[START OF DATA FOR THE TASK]

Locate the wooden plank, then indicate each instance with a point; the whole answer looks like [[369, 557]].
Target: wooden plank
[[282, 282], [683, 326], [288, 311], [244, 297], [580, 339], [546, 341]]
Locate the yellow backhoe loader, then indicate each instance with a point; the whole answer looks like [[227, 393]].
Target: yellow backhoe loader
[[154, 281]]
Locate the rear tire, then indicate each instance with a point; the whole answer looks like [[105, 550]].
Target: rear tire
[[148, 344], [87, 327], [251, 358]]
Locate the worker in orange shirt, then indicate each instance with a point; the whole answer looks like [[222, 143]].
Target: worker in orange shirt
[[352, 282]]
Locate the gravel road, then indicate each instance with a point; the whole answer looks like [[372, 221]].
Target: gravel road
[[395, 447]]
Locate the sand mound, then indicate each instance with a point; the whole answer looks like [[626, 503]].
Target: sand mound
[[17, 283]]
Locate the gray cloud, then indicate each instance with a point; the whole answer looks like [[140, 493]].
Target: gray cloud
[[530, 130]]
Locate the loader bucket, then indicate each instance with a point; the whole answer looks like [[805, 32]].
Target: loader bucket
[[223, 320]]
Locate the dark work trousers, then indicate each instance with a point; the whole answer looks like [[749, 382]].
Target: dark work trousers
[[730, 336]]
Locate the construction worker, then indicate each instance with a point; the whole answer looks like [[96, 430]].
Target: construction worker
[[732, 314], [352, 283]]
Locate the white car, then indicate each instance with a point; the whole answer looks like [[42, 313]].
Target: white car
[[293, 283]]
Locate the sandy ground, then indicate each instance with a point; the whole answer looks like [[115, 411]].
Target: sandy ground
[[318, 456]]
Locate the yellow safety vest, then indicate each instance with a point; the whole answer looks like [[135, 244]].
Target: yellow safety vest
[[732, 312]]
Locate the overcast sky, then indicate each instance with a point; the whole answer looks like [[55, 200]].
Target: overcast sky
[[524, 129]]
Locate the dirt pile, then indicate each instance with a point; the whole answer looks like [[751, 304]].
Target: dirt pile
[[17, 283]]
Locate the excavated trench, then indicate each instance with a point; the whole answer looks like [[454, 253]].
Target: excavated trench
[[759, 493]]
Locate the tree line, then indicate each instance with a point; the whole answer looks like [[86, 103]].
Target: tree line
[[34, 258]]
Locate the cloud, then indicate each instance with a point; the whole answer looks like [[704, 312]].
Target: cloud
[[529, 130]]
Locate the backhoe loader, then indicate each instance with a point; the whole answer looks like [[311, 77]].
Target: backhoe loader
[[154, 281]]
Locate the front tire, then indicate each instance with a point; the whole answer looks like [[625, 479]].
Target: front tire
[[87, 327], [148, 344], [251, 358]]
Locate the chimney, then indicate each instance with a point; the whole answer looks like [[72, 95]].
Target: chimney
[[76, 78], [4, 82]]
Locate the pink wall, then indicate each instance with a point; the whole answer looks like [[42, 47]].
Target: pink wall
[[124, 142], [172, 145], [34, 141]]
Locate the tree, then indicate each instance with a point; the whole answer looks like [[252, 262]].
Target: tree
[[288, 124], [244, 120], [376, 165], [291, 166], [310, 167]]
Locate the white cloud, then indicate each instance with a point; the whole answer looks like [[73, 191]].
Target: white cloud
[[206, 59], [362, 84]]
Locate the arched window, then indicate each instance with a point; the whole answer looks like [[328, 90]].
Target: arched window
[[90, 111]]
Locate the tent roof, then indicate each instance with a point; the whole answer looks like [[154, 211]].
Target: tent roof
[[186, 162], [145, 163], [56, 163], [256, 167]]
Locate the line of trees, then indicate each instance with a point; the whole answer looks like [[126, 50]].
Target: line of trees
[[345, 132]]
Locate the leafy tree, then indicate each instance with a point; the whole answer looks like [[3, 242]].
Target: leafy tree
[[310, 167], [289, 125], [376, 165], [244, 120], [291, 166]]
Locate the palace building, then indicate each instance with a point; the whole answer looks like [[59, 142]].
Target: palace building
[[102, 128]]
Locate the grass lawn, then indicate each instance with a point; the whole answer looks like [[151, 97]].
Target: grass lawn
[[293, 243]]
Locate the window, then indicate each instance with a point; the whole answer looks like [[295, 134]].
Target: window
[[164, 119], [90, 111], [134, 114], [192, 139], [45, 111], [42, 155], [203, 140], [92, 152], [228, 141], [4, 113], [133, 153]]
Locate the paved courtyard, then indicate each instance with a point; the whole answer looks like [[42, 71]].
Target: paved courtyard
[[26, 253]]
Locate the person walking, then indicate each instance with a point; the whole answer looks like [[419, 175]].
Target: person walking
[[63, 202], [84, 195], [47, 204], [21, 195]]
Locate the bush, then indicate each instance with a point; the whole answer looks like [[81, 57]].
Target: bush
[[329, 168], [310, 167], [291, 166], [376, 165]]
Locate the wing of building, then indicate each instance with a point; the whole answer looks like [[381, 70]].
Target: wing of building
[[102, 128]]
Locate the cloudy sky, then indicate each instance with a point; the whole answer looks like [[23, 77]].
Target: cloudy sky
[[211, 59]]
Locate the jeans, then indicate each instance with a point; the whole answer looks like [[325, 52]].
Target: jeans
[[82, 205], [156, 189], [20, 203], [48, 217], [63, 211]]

[END OF DATA FOR THE TASK]

Render the stretch of the listing from the line containing "Locate the gray" through the line containing "[[759, 493]]" as a two-column CSV with the headers source and result. Give one row per text-and-answer pair, with each value in a single quoted field and any line breaks replaced by spaces.

source,result
"Locate the gray cloud, then indicate each instance with a point; the whole answer looks like [[140, 493]]. Target: gray cloud","[[530, 130]]"
"Locate the loader bucket, then indicate each instance with a point; the whole answer looks like [[805, 32]]. Target: loader bucket","[[223, 320]]"
"Locate the dark work trousers, then indicate each instance with a point; the whole answer looks like [[749, 382]]. Target: dark work trousers","[[730, 336]]"
"Locate the construction worker, then indicate each instance with a point; the whole answer looks like [[96, 430]]. Target: construction worker","[[732, 314], [352, 283]]"
"Locate the white car, then indicate each instance with a point; the whole answer looks like [[42, 313]]. Target: white car","[[293, 283]]"
"Locate the sandy ground, then indicate each instance with a point; the whole answer looks like [[115, 411]]. Target: sandy ground","[[318, 456]]"
"Locate the yellow safety vest, then indicate each instance with a point; the whole answer looks like [[135, 244]]. Target: yellow safety vest","[[732, 312]]"
"Locate the overcast sky, then indicate each instance with a point; the whole answer looks like [[55, 200]]. Target: overcast sky","[[524, 129]]"
"Locate the dirt pile, then indicate each instance with a point; the whole answer looks like [[751, 304]]. Target: dirt pile","[[17, 283]]"
"Locate the excavated trench, then indicate each instance with a point; the whole answer looks like [[454, 253]]. Target: excavated trench","[[759, 493]]"